# What is required
Repeat, without any change, the portion of the items that begins with the line containing "mark the region of the brick" and ends with the line containing "POLYGON ((228 184, 227", including both of those lines.

# Extracted data
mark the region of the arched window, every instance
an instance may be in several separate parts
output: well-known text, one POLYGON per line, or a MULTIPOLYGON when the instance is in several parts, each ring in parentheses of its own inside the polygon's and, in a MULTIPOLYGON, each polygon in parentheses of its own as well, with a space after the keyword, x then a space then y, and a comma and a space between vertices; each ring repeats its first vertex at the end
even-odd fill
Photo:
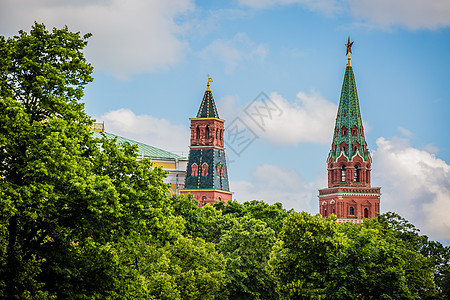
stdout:
POLYGON ((208 176, 208 164, 203 163, 202 165, 202 176, 208 176))
POLYGON ((353 181, 359 182, 359 168, 358 168, 358 166, 355 166, 355 174, 354 174, 353 181))
POLYGON ((345 166, 341 168, 341 181, 345 181, 345 166))
POLYGON ((191 166, 191 176, 197 176, 197 175, 198 175, 198 166, 196 163, 194 163, 191 166))

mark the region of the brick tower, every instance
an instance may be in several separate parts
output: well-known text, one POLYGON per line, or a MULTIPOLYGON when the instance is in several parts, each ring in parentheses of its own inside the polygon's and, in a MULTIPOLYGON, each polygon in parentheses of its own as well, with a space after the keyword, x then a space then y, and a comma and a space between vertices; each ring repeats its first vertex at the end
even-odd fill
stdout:
POLYGON ((347 67, 328 155, 328 188, 319 190, 319 210, 323 217, 335 214, 338 222, 361 223, 380 212, 380 188, 370 186, 372 158, 364 137, 355 77, 350 62, 348 39, 347 67))
POLYGON ((228 184, 227 161, 223 144, 224 120, 219 118, 216 104, 208 84, 196 118, 191 120, 191 145, 186 169, 184 189, 181 194, 191 193, 199 206, 214 201, 232 199, 228 184))

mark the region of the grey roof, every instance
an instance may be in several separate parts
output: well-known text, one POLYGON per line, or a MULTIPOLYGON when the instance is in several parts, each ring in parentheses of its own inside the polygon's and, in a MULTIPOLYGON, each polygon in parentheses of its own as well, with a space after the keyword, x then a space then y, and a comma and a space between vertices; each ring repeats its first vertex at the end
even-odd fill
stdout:
POLYGON ((100 138, 101 135, 104 134, 108 139, 117 138, 117 144, 128 143, 130 145, 137 145, 138 147, 138 156, 144 156, 144 158, 151 159, 159 159, 159 160, 178 160, 178 159, 186 159, 178 154, 162 150, 141 142, 137 142, 131 139, 127 139, 109 132, 105 131, 92 131, 92 135, 94 138, 100 138))

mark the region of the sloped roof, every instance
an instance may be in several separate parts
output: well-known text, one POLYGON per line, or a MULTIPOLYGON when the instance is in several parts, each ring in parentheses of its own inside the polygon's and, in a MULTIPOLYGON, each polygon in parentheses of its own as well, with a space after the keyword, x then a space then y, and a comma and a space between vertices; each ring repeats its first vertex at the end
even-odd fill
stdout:
POLYGON ((108 139, 114 139, 117 138, 117 144, 120 143, 128 143, 130 145, 137 145, 138 147, 138 156, 144 156, 144 158, 151 158, 156 160, 179 160, 179 159, 186 159, 185 157, 182 157, 178 154, 162 150, 141 142, 137 142, 131 139, 127 139, 109 132, 105 131, 92 131, 92 135, 94 138, 100 138, 102 134, 105 135, 108 139))
POLYGON ((197 113, 197 118, 219 118, 219 113, 217 112, 216 103, 214 103, 214 97, 212 95, 211 89, 208 88, 203 96, 202 104, 197 113))
MULTIPOLYGON (((364 146, 366 144, 361 112, 359 109, 358 93, 356 91, 355 76, 353 74, 353 68, 350 64, 350 56, 348 57, 348 60, 349 62, 345 69, 341 97, 339 100, 339 108, 336 116, 335 130, 338 130, 338 134, 333 134, 333 143, 336 145, 336 150, 332 150, 331 155, 334 159, 336 159, 336 157, 338 157, 341 153, 339 145, 342 142, 345 142, 349 146, 349 151, 355 142, 357 142, 360 146, 364 146), (342 128, 344 127, 348 131, 345 136, 342 135, 342 128), (353 135, 351 132, 354 127, 357 129, 356 135, 353 135)), ((364 159, 368 158, 368 151, 361 153, 364 156, 364 159)))

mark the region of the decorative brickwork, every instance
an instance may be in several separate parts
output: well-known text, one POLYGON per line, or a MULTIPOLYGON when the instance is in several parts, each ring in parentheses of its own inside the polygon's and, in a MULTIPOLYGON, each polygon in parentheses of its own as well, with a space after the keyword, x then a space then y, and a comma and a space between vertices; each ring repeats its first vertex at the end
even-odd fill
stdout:
POLYGON ((232 200, 227 173, 227 162, 223 142, 224 120, 214 103, 208 87, 203 96, 196 118, 191 118, 191 145, 186 170, 184 189, 181 194, 193 194, 199 206, 214 201, 232 200))
POLYGON ((333 141, 328 155, 328 188, 319 190, 323 217, 335 214, 338 222, 362 222, 380 212, 380 188, 371 187, 372 158, 362 126, 350 55, 342 84, 333 141))

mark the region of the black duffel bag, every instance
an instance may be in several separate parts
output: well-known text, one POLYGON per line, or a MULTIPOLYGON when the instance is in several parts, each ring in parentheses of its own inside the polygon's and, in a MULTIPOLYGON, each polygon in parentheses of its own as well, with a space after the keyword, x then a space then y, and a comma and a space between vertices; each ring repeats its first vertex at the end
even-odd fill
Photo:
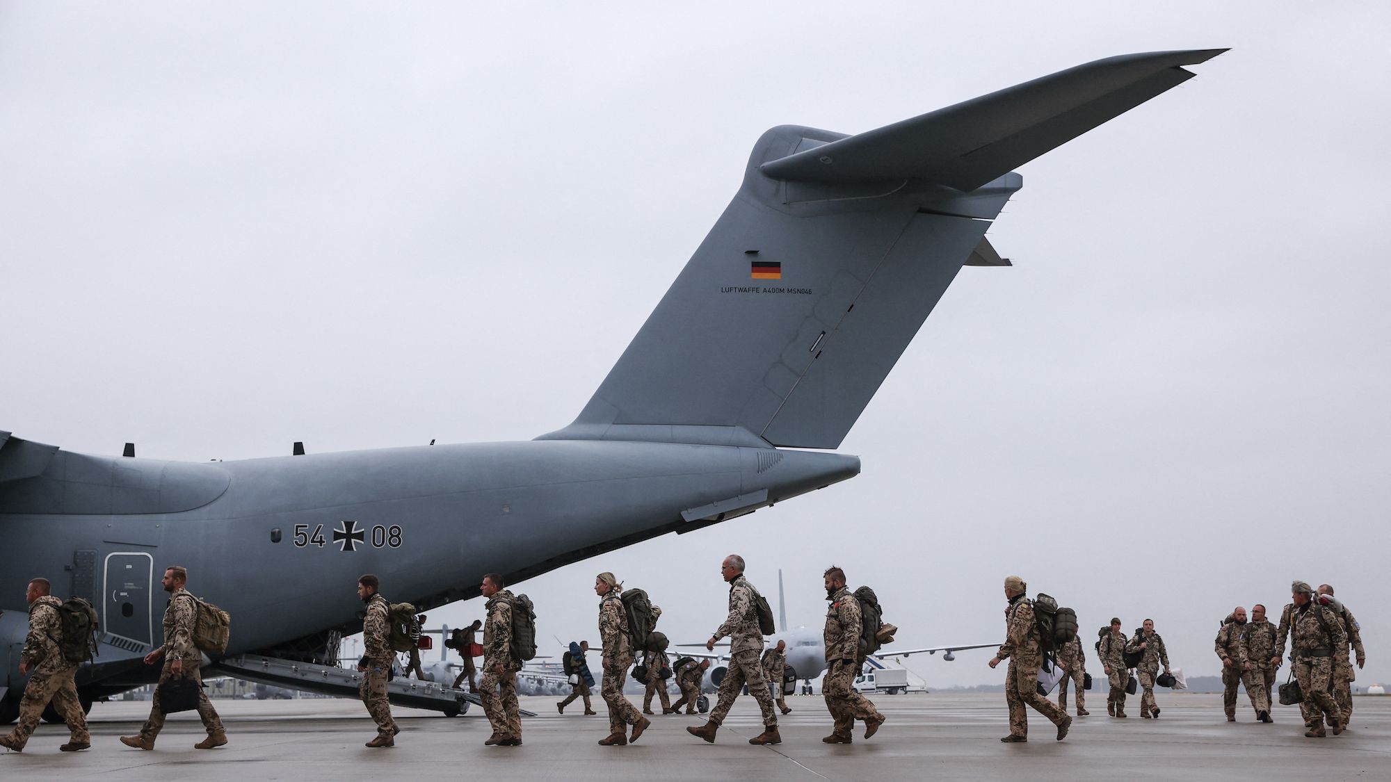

# Solution for this exercise
mark the region of the brick tower, every instance
an instance may be in several separate parts
output: well-known text, one POLYGON per line, or a MULTIPOLYGON when the instance is in several parts, each ring in parentheses of its own inside the polygon's and, in a MULTIPOLYGON, each polygon in parentheses of its own as well, with a space after the keyword, x then a space then y, and a comma and a space between vertices; each ring repeats its first vertex at the end
even-odd fill
stdout:
POLYGON ((347 67, 328 155, 328 188, 319 190, 319 210, 323 217, 335 214, 338 222, 361 223, 380 212, 380 188, 370 186, 372 158, 364 137, 355 77, 350 62, 348 39, 347 67))
POLYGON ((228 184, 227 161, 223 144, 224 120, 219 118, 216 104, 208 84, 196 118, 191 120, 191 145, 186 169, 184 189, 181 194, 191 193, 199 206, 214 201, 232 199, 228 184))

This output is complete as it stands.